[BEGIN Supplied material]

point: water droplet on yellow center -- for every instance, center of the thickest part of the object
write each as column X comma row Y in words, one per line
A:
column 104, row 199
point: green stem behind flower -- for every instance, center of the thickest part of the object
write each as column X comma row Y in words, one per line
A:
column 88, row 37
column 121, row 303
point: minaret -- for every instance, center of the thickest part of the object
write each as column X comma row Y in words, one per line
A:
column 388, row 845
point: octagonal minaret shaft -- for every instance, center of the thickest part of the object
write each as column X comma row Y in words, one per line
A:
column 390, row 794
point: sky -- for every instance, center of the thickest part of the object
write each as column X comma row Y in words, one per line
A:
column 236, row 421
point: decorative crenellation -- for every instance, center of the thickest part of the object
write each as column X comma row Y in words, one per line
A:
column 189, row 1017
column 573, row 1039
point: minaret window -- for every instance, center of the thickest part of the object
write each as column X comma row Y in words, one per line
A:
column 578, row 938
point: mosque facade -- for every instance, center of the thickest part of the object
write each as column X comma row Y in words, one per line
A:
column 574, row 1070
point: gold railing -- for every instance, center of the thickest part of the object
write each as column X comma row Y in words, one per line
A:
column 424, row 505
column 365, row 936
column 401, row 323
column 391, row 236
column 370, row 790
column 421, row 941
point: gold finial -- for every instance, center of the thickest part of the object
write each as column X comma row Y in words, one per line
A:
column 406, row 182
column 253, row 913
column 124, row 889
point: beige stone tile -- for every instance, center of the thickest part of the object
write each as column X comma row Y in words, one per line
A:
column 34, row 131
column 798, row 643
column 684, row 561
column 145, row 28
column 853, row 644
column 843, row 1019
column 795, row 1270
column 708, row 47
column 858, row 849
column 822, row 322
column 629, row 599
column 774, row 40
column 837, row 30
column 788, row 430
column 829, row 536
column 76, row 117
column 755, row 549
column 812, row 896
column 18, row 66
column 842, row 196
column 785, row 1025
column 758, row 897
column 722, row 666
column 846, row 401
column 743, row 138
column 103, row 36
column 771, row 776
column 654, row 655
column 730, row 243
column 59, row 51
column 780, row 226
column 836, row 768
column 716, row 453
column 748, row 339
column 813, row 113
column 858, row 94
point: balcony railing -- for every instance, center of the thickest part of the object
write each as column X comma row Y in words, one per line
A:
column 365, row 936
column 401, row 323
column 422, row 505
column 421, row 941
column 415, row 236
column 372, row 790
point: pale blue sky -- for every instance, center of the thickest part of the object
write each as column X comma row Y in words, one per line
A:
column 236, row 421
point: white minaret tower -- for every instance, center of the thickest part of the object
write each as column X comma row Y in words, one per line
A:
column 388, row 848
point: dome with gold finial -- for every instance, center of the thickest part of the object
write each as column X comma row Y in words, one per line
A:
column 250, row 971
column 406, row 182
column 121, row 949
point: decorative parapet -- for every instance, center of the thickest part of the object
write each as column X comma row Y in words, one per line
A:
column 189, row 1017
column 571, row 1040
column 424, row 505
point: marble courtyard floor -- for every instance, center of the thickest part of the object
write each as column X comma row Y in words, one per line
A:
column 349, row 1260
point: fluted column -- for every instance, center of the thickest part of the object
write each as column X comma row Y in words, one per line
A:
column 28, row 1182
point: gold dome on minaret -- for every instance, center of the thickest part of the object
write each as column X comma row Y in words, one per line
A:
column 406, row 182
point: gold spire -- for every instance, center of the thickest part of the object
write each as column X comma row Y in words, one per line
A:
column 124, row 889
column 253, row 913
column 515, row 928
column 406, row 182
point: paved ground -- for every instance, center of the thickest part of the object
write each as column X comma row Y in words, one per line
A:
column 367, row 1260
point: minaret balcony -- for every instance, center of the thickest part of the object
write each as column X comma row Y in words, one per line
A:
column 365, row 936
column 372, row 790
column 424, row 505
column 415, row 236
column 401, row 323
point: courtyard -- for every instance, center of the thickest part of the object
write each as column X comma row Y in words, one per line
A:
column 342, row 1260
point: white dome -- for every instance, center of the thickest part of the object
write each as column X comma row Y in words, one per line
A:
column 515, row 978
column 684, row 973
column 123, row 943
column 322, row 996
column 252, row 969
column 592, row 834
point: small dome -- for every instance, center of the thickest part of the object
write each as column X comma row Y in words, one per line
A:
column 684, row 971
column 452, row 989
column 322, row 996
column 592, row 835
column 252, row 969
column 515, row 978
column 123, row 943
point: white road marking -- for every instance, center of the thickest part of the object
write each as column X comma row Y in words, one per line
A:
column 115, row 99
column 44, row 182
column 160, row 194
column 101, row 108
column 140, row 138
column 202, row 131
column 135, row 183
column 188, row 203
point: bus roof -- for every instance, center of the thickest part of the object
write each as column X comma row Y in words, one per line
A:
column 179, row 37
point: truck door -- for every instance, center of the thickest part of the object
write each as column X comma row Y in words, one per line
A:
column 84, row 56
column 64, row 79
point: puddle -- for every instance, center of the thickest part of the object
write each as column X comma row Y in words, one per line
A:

[END Supplied material]

Work to be completed:
Go back to the listing above and please repeat it exactly.

Result of the task:
point: water droplet on yellow center -- for every instance, center of the thickest part of the object
write each as column X comma row Y in words, one per line
A:
column 104, row 199
point: green stem behind flower -- for every instance, center of the thickest part of the object
write each as column X comma row Y in words, one per line
A:
column 88, row 37
column 121, row 303
point: minaret -- for every instance, center of the thickest part of the object
write each as column X comma row Y in words, one per line
A:
column 388, row 845
point: octagonal minaret shaft -- for every instance, center of the thickest part of the object
write each as column X comma row Y in words, one per line
A:
column 390, row 794
point: sky -- for every instance, center of the thickest part of the object
write each as column X comma row Y in words, one per line
A:
column 236, row 421
point: decorative crenellation -- for every instance, center of the thickest part of the object
write each as column X comma row Y in words, one per line
A:
column 189, row 1017
column 573, row 1039
point: minaret window -- for every instance, center of the thickest part of the object
write each as column X comma row Y in words, one per line
A:
column 578, row 938
point: mosque facade -- for every instance, center of the thickest part of the object
write each as column X comma row Y in words, one per line
A:
column 574, row 1070
point: gold railing -- for every instance, center of the thickest part of the object
write each as column X comma row Y in words, one per line
A:
column 424, row 505
column 365, row 936
column 401, row 323
column 391, row 236
column 370, row 790
column 421, row 941
point: gold finial -- for every instance, center of the thickest part of the object
write each as column X comma row Y in words, one per line
A:
column 406, row 182
column 253, row 913
column 124, row 889
point: beige stone tile -- for every instance, center of the thickest part of the object
write each as column X comma row Y in words, one per line
A:
column 34, row 131
column 798, row 643
column 684, row 561
column 145, row 28
column 853, row 644
column 843, row 1019
column 795, row 1270
column 708, row 47
column 858, row 849
column 822, row 322
column 629, row 599
column 774, row 40
column 837, row 30
column 788, row 430
column 829, row 536
column 76, row 117
column 755, row 549
column 812, row 896
column 18, row 66
column 842, row 196
column 785, row 1025
column 758, row 897
column 722, row 666
column 846, row 401
column 743, row 138
column 103, row 36
column 771, row 776
column 654, row 655
column 730, row 243
column 59, row 51
column 780, row 226
column 836, row 768
column 716, row 453
column 748, row 339
column 813, row 113
column 858, row 94
point: balcony railing -- for every instance, center of the thickest part of the object
write each as column X comma row Y in words, one per line
A:
column 365, row 936
column 401, row 323
column 422, row 505
column 421, row 941
column 415, row 236
column 372, row 790
point: pale blue sky -- for every instance, center of the thickest part of the object
write each as column X comma row Y in words, one per line
A:
column 236, row 421
point: white minaret tower -- for every instance, center of the thickest part of the object
write each as column X comma row Y in words, one per line
A:
column 388, row 848
point: dome with gold finial -- for every instance, center of the thickest part of the object
write each as column X comma row Y in words, one per line
A:
column 250, row 971
column 406, row 182
column 121, row 949
point: decorative parapet -- for every instance, center of the thickest part of the object
write each as column X comma row Y in words, one per line
A:
column 189, row 1017
column 571, row 1040
column 424, row 505
point: marble courtyard floor -- for every instance, center of the thickest part of the object
write each as column X comma row Y in words, one per line
A:
column 349, row 1260
point: fluted column -- for every instance, center of the thickest part of the object
write each as column X comma row Y in words, one per line
A:
column 28, row 1182
point: gold dome on minaret -- for every instance, center of the thickest part of the object
write each as column X comma row Y in words, one per line
A:
column 406, row 182
point: gold spire -- for every instance, center of the thickest part of the object
write each as column X comma row Y in words, one per line
A:
column 124, row 889
column 253, row 913
column 515, row 928
column 406, row 182
point: paved ground -- for every instance, center of the thickest part of the object
write each as column X comma row Y in words, one per line
A:
column 367, row 1260
point: minaret balcony -- for every instance, center of the thickest part of the object
write each as column X comma row Y in words, one per line
A:
column 365, row 936
column 372, row 790
column 424, row 505
column 415, row 236
column 401, row 323
point: courtyard -- for every instance, center of the thickest part of the object
write each as column X comma row Y in words, one per line
A:
column 342, row 1260
point: white dome -- for every instance, center of the thickest part of the object
write each as column X comma row Y in words, one per line
A:
column 515, row 978
column 684, row 973
column 123, row 943
column 322, row 996
column 252, row 969
column 592, row 834
point: small dome -- for every instance, center of the thickest part of the object
write each as column X comma row Y in words, one per line
A:
column 684, row 971
column 452, row 989
column 322, row 996
column 592, row 835
column 252, row 969
column 515, row 978
column 123, row 943
point: white road marking -- for every instance, center of the thickest part of the object
write each as column X comma row Y in words, one per line
A:
column 115, row 99
column 44, row 182
column 160, row 194
column 101, row 108
column 140, row 138
column 202, row 131
column 135, row 183
column 188, row 203
point: bus roof -- for every instance, center of the thickest part of the object
write each as column X comma row Y in words, one per line
A:
column 179, row 37
point: truck door -- for every instance, center of the thickest part of the object
write each as column X comma row Y in words, one per line
A:
column 84, row 56
column 64, row 79
point: puddle -- for every instance, center of the thickest part of the object
write each as column X comma row Y in words, one per line
A:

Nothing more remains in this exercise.